(Natural language region descriptions)
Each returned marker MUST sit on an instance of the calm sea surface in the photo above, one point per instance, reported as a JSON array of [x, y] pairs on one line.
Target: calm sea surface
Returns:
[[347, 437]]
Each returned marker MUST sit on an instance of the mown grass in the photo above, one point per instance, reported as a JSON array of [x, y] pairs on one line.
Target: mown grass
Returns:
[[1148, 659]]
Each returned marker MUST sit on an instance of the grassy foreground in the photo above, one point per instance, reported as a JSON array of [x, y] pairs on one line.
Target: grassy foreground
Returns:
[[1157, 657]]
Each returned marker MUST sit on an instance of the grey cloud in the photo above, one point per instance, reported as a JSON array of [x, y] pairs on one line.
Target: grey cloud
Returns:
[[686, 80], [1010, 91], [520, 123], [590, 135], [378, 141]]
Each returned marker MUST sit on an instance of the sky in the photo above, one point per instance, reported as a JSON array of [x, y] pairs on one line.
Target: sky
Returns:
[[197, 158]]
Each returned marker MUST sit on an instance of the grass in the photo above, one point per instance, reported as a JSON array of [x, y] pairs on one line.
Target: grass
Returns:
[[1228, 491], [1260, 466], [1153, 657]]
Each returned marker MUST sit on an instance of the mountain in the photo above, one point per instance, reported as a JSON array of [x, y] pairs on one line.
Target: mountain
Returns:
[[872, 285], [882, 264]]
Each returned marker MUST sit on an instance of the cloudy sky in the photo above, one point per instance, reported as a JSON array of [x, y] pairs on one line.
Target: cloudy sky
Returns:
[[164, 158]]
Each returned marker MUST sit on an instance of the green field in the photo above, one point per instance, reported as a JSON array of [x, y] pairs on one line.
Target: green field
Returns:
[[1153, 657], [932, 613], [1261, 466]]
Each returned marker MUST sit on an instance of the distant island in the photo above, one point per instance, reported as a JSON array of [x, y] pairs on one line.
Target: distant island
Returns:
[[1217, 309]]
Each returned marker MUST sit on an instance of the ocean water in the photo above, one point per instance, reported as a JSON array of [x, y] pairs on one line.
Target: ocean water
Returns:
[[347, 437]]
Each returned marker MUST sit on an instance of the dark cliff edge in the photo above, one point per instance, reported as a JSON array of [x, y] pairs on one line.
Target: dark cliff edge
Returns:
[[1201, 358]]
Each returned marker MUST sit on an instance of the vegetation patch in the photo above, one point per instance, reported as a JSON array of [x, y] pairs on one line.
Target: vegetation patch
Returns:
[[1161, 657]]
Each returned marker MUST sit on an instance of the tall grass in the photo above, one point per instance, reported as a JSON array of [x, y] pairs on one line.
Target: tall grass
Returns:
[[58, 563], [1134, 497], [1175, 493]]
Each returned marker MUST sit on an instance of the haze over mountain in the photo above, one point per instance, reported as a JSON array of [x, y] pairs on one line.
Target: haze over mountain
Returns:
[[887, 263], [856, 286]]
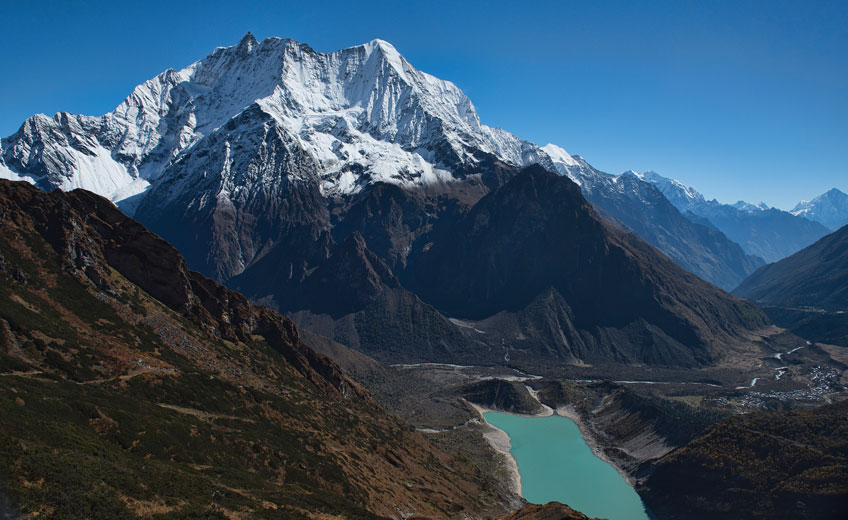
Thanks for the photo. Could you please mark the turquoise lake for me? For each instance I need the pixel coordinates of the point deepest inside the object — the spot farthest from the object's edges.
(555, 463)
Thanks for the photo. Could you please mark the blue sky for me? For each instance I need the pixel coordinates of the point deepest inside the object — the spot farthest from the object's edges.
(742, 100)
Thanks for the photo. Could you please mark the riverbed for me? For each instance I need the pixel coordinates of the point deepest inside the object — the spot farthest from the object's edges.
(555, 463)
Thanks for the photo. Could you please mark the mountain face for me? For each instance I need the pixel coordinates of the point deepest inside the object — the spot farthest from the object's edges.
(760, 465)
(258, 150)
(534, 254)
(120, 365)
(830, 209)
(765, 232)
(642, 208)
(816, 277)
(309, 180)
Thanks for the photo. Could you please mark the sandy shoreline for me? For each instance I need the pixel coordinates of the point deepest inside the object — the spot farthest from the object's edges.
(589, 439)
(500, 441)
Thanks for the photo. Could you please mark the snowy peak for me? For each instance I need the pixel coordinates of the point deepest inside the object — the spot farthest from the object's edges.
(362, 109)
(829, 208)
(682, 196)
(559, 155)
(751, 208)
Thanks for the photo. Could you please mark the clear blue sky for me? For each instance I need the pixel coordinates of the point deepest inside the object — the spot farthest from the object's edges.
(742, 100)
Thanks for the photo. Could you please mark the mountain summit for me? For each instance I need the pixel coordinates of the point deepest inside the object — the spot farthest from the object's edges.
(829, 208)
(361, 109)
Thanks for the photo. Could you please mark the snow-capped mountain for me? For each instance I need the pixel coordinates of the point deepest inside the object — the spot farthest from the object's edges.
(763, 231)
(830, 209)
(248, 148)
(362, 109)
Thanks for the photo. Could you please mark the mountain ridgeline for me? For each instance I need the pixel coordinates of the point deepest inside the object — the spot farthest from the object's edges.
(132, 386)
(338, 188)
(267, 144)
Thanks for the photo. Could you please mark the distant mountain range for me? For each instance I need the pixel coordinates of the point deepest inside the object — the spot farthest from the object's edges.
(830, 208)
(768, 233)
(324, 185)
(206, 155)
(808, 291)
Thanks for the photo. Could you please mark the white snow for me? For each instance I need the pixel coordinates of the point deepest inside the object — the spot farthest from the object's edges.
(6, 173)
(559, 155)
(361, 109)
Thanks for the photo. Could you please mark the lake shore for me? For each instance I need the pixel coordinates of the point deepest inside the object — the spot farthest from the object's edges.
(500, 441)
(592, 441)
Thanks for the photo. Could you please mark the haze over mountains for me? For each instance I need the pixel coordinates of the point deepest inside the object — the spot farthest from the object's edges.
(365, 200)
(768, 233)
(830, 208)
(318, 183)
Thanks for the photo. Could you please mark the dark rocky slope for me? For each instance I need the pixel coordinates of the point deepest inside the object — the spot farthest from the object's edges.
(816, 276)
(132, 386)
(807, 292)
(698, 248)
(534, 260)
(762, 465)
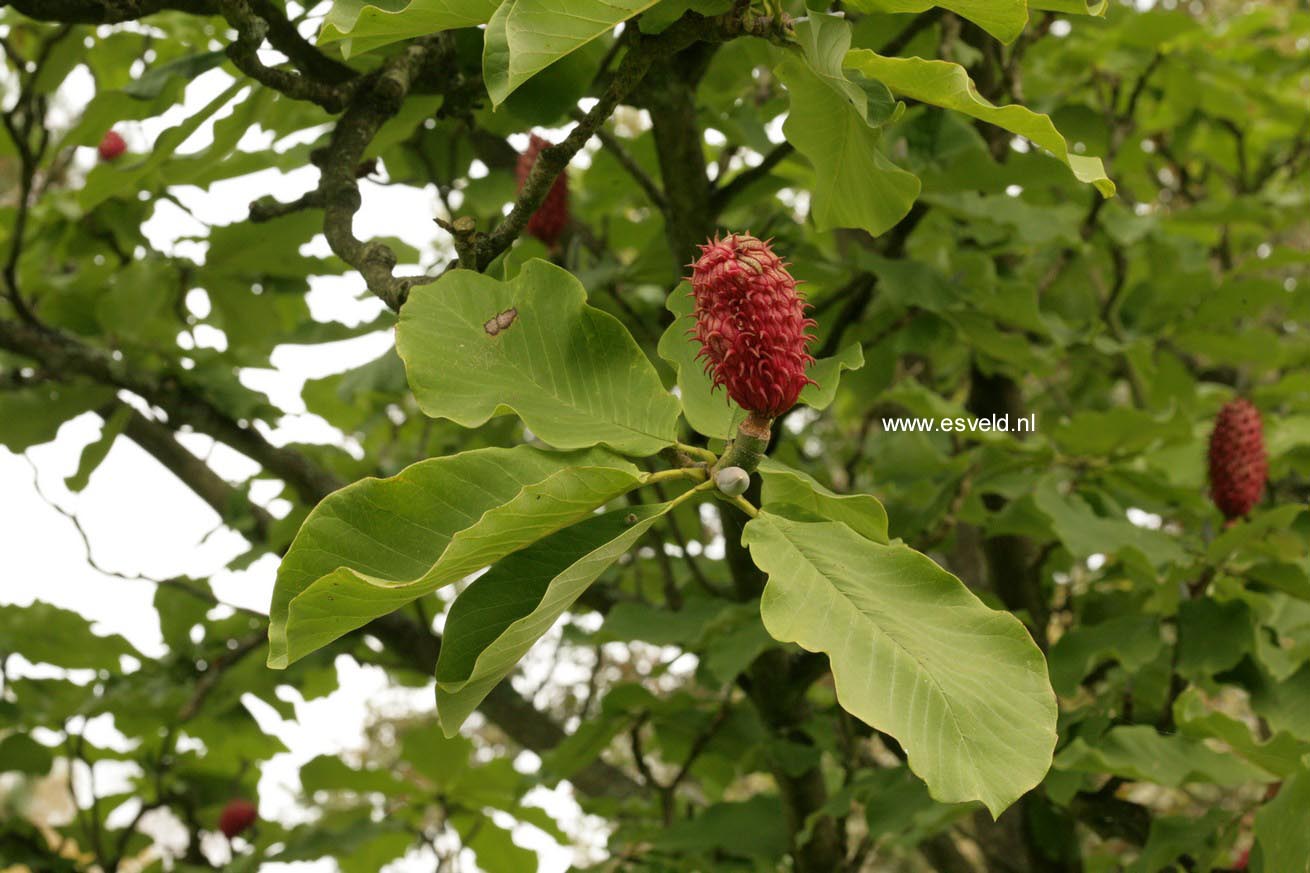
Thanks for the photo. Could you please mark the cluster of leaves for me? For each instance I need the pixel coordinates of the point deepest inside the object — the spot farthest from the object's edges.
(873, 687)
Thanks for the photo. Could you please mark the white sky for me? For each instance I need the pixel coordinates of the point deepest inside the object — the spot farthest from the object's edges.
(142, 521)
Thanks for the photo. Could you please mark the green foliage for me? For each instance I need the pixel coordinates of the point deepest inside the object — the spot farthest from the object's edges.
(573, 374)
(968, 700)
(966, 650)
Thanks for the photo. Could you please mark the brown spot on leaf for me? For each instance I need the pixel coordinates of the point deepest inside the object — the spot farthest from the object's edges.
(501, 321)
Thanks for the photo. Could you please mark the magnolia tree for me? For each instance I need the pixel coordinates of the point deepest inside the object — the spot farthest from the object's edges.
(794, 435)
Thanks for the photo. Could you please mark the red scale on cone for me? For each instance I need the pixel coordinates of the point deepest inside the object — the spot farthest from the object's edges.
(751, 324)
(1238, 462)
(236, 817)
(550, 219)
(112, 146)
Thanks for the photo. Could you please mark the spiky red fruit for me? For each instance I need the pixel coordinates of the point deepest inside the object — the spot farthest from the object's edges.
(112, 144)
(237, 815)
(751, 324)
(1238, 463)
(550, 219)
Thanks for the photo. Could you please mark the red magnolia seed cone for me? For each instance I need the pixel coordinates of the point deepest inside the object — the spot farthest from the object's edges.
(550, 219)
(112, 146)
(751, 324)
(236, 817)
(1238, 463)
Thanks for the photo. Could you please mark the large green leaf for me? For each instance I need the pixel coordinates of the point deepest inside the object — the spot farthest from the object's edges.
(1002, 19)
(713, 412)
(854, 184)
(1280, 827)
(861, 513)
(362, 26)
(112, 178)
(1133, 641)
(524, 37)
(573, 374)
(915, 654)
(45, 633)
(379, 544)
(503, 612)
(1140, 753)
(947, 85)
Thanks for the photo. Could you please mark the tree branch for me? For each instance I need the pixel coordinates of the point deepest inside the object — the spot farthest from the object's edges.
(252, 30)
(62, 353)
(372, 104)
(642, 54)
(106, 11)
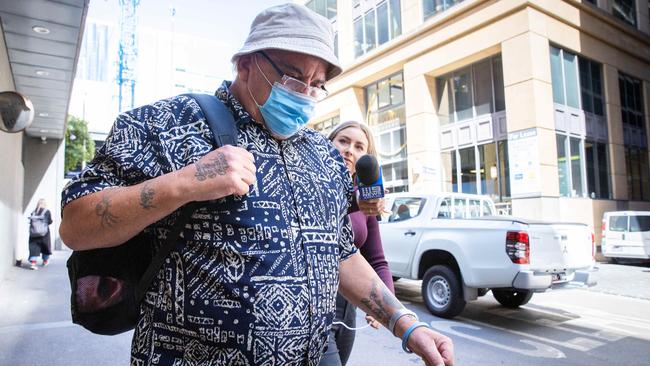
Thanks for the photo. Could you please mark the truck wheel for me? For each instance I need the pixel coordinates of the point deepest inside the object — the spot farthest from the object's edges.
(512, 298)
(442, 292)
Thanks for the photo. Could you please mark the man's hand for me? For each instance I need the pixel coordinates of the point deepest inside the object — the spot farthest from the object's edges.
(222, 172)
(434, 348)
(371, 207)
(373, 322)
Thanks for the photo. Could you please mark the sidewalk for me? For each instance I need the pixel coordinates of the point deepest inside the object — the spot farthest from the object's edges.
(35, 325)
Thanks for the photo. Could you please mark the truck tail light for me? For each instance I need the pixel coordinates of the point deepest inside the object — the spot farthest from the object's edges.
(518, 247)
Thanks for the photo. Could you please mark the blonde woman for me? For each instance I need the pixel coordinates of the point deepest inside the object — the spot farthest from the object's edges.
(353, 140)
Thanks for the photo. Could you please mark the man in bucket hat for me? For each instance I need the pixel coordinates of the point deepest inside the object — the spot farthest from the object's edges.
(254, 276)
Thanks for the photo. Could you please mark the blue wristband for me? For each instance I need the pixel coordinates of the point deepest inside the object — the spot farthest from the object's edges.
(407, 334)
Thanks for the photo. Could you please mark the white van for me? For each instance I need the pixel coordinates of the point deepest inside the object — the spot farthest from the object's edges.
(626, 234)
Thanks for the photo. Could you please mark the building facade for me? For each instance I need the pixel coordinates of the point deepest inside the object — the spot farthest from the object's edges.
(542, 105)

§ **PROMPT**: Return from the data every line that holds "foreground".

§ **SOLUTION FOR THIS EXERCISE**:
Each returned marker MUST sit on an instance of the grassy foreground in the photo above, one point per instance, reported as a JSON array of [x, y] pairs on one line.
Target: grassy foreground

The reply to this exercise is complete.